> _SHORT PROBLEM 1_
Please count the lines of the listing below that contain the string "wooden", treating uppercase and lowercase as different, and give only the number.

> _PASSAGE PROVIDED_
Formula-level fixed effects were removed from DuckRegression and DBRegression. For fixed-effect style panel designs, use DBMundlak, DBDoubleDemeaning, or DBMundlakEventStudy.
Documentation
| Page | Contents |
|---|---|
| Ibis Backends | Connection patterns, backend requirements, Databricks example, and migration notes. |
| Compression | Sufficient-statistic algebra and estimator lifecycle. |
| Linear | OLS API, HC1 covariance, bootstrap, and multiple outcomes. |
| Panel | Mundlak, double demeaning, and event-study estimators. |
| DML | Leave-one-out residualization and compressed cross-products. |
| GLMs | Logistic, Poisson, multinomial, and many-label count models. |
| Fisher Scoring | Math behind the GLM implementation. |
| Ridge | Ridge paths and compressed cross-validation. |
| Inference | Analytic and bootstrap covariance paths. |
| Examples | Executed compact examples adapted from the notebooks. |
| Performance | Compression ratios and timing comparisons. |
Installation
uv pip install duckreg
Install optional backend extras as needed:
uv pip install "duckreg[databricks]"
uv pip install "duckreg[postgres]"
uv pip install "duckreg[snowflake]"

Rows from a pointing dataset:
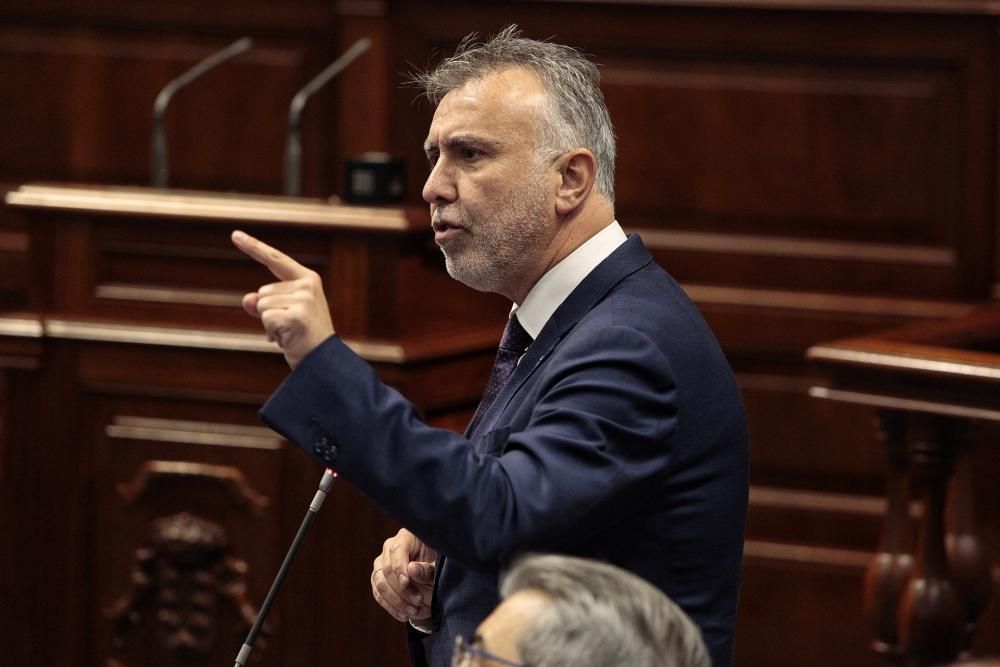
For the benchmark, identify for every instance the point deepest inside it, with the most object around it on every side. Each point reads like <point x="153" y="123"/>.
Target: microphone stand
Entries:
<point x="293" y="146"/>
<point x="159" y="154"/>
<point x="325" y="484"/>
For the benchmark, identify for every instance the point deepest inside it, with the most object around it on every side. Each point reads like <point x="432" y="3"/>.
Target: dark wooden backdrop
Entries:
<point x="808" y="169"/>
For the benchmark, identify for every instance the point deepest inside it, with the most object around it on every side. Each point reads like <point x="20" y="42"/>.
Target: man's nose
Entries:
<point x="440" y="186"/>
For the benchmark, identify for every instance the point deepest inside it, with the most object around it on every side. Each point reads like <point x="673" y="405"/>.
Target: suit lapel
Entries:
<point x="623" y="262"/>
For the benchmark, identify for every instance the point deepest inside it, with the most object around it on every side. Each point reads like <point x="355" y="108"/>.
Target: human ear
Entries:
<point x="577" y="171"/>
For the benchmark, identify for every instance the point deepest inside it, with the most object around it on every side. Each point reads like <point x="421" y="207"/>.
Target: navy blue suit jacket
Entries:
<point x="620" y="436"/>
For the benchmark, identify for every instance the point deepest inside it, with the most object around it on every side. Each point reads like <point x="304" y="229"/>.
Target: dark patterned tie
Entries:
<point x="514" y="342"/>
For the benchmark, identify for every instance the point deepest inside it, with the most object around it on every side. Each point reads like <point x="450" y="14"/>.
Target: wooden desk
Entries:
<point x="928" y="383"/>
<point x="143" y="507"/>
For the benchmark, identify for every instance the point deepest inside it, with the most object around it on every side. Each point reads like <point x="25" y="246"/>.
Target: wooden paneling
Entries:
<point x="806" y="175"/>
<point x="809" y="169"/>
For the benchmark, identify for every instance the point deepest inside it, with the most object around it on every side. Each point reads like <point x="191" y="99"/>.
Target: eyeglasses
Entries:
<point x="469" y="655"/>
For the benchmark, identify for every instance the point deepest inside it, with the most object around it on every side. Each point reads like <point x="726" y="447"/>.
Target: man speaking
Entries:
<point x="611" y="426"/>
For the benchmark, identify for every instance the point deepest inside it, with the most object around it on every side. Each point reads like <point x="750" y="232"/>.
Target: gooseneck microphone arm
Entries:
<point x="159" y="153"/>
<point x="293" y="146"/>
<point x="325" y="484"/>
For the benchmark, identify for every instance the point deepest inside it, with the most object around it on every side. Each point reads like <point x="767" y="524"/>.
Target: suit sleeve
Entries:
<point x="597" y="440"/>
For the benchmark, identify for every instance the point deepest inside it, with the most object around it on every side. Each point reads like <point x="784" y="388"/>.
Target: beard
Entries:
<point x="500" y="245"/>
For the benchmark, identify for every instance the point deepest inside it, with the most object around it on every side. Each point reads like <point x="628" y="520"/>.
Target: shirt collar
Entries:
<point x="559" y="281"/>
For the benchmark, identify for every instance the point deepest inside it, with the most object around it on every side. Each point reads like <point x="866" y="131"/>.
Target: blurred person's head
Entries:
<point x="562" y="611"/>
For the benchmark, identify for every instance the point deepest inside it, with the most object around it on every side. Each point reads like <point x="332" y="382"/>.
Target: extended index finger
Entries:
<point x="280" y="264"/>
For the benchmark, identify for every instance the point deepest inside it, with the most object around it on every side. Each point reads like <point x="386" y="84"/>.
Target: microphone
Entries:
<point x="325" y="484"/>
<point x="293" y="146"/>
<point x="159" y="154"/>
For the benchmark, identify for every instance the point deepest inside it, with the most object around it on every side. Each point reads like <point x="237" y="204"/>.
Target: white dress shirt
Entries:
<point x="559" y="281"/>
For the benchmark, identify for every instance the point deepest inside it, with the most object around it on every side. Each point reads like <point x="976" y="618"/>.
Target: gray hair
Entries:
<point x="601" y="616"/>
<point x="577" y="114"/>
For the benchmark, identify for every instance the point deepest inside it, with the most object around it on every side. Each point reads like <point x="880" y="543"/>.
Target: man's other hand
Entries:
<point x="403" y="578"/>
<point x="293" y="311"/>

---

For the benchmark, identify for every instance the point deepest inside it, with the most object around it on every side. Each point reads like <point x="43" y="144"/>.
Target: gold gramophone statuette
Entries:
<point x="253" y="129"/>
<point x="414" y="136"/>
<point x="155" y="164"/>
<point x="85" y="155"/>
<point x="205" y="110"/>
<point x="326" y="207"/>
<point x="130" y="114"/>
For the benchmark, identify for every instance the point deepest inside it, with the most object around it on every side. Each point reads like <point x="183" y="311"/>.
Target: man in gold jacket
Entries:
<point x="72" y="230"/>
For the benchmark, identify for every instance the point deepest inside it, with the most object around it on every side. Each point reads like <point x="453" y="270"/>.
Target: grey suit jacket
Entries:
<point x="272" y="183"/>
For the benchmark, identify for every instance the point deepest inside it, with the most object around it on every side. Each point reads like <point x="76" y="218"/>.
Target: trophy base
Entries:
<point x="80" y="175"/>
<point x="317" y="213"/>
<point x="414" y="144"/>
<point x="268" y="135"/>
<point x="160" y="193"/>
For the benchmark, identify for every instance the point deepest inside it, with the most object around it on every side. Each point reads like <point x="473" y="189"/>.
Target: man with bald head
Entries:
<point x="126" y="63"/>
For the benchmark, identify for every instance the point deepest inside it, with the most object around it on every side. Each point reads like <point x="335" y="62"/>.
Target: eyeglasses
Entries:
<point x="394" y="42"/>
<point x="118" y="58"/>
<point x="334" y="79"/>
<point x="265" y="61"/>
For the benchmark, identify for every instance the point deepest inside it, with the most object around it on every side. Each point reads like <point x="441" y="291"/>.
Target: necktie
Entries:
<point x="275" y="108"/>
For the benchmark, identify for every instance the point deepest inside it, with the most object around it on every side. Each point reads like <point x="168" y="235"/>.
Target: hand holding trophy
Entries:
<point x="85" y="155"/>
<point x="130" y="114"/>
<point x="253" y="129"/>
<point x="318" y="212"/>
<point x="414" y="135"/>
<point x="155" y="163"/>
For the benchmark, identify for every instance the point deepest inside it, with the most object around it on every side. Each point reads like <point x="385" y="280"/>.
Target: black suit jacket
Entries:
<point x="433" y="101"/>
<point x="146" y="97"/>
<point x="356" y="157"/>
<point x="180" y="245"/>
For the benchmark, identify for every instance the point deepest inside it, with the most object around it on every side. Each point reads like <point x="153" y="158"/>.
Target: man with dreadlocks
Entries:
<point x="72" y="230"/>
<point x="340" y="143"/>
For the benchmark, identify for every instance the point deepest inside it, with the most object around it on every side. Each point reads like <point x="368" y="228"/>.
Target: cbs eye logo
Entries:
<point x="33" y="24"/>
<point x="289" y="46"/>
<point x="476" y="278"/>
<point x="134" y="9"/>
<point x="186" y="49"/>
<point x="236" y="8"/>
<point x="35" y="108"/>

> _SHORT PROBLEM 2_
Duplicate the duckreg passage above word for word, starting at "Formula-level fixed effects" and ending at "DBDoubleDemeaning, or DBMundlakEventStudy.".

> _WRITTEN SOLUTION 1_
3

> _WRITTEN SOLUTION 2_
Formula-level fixed effects were removed from DuckRegression and DBRegression. For fixed-effect style panel designs, use DBMundlak, DBDoubleDemeaning, or DBMundlakEventStudy.